(Beginning of Input data)
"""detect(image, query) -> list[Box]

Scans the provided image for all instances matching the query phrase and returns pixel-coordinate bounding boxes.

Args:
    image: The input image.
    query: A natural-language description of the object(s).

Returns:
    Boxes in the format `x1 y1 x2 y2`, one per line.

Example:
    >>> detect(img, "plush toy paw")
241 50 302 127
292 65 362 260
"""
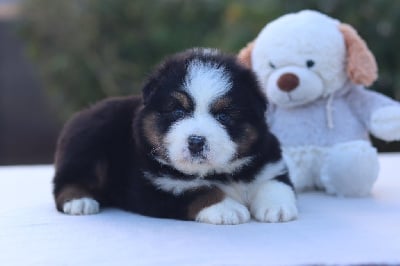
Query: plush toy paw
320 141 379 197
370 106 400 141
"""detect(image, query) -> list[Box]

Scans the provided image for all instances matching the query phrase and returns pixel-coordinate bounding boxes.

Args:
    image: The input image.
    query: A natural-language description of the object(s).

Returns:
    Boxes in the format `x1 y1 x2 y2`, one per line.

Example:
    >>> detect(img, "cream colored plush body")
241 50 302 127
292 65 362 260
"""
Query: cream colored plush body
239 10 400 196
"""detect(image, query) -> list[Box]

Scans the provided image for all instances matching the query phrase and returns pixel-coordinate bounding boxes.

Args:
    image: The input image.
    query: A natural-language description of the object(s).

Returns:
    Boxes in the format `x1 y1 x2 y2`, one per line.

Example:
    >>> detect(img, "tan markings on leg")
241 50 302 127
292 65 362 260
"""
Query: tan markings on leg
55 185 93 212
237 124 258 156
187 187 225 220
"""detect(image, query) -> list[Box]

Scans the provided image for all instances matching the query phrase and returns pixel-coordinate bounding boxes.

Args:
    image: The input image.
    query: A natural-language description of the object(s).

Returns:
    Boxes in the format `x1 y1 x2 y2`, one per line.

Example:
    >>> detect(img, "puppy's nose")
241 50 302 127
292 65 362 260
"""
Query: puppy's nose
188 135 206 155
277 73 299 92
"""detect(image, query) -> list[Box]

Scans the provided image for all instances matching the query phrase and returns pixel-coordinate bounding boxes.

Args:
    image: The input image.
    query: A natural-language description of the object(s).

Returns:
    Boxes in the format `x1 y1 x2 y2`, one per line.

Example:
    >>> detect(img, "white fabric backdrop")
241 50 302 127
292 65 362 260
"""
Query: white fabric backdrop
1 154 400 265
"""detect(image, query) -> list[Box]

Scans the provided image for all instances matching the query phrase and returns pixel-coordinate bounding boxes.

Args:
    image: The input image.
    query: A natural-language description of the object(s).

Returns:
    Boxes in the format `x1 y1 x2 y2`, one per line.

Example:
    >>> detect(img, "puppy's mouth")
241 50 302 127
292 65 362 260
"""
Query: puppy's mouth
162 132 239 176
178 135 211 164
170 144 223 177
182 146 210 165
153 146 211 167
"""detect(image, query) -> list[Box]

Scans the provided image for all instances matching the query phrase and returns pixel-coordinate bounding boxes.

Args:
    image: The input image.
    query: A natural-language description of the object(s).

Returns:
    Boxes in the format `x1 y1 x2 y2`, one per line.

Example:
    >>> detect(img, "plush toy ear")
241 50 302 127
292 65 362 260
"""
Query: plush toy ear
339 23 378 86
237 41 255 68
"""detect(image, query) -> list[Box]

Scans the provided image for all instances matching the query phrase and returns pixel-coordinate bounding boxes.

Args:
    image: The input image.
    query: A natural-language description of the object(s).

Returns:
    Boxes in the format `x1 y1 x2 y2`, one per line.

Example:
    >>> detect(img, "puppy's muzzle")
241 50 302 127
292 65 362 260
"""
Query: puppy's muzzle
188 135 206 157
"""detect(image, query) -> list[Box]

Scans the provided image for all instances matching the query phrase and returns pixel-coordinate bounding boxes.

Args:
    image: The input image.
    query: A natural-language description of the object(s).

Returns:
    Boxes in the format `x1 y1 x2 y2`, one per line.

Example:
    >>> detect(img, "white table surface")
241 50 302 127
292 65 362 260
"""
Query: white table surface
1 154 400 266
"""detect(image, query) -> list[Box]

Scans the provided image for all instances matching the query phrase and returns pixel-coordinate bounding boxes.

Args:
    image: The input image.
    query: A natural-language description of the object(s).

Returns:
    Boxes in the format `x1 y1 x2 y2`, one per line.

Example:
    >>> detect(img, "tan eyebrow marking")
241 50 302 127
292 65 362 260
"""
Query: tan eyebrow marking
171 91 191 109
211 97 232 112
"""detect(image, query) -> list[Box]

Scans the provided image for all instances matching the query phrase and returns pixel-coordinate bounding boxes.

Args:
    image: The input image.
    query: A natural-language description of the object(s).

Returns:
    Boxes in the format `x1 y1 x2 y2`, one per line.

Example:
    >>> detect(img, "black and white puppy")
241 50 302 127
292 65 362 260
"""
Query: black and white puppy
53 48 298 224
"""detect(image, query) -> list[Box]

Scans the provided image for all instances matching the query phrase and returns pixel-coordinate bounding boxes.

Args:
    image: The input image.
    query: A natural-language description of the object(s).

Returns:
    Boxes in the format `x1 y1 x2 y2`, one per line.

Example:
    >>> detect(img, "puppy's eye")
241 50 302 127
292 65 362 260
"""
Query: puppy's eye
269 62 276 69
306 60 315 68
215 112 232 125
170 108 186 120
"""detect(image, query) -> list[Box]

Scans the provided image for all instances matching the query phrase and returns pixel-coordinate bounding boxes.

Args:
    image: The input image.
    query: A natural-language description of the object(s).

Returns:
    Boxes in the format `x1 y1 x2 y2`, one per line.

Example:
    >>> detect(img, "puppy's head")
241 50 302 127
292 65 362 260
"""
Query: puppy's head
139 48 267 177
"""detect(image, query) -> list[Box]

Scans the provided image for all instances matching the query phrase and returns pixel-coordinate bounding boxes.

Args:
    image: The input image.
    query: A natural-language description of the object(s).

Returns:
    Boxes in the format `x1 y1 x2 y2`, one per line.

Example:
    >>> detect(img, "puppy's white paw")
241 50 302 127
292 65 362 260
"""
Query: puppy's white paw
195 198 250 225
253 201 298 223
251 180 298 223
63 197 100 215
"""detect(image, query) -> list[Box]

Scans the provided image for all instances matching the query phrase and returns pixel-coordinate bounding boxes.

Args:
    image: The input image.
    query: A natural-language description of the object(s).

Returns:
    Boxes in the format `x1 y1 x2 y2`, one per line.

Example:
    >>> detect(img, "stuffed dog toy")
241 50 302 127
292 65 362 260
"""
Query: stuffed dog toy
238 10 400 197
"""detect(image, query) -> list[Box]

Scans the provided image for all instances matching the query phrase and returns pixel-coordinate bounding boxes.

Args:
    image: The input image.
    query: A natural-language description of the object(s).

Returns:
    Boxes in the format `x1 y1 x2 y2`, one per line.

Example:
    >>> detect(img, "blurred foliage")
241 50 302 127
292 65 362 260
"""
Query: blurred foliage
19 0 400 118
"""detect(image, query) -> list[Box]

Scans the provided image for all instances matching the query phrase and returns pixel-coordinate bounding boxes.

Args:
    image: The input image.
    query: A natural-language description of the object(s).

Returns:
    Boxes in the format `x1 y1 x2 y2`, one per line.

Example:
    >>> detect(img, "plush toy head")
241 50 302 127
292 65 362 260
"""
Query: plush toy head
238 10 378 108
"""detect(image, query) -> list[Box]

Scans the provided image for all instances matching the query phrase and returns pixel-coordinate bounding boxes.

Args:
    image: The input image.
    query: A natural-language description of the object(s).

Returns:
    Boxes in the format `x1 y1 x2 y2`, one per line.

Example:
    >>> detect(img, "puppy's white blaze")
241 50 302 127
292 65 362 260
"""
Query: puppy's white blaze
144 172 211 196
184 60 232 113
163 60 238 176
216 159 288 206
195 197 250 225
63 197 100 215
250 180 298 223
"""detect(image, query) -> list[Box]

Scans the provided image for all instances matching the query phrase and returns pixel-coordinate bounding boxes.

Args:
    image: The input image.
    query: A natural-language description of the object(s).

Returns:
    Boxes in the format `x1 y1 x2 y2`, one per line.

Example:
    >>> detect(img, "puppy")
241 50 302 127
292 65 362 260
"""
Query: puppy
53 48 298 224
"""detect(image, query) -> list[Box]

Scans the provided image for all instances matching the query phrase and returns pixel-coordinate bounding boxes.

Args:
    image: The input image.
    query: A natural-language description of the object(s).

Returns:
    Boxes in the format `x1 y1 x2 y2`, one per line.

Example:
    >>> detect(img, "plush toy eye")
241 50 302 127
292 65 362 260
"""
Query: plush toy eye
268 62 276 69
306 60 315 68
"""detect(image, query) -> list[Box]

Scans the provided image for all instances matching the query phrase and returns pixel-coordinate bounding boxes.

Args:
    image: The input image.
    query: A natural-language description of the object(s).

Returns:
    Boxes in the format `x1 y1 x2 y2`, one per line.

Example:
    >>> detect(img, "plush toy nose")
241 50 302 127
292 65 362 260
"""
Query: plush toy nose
(End of Input data)
▶ **To do**: Only the lines from the one containing "Query: plush toy eye" through the end of the records above belong in the answer, each exactly as written.

▶ **Exercise answer**:
Query: plush toy eye
268 62 276 69
306 60 315 68
"""detect(image, query) -> list[Box]

Scans the provided image for all instances matching the query phrase and returns pixel-coordinate bounding boxes.

Args:
    image: The input image.
    query: A natural-language description of the object(s).

Returns:
    Boxes in the format `x1 y1 x2 y2`, one per line.

Example:
    >>> detect(img, "plush toy nose")
241 50 302 127
292 65 362 260
"""
Query: plush toy nose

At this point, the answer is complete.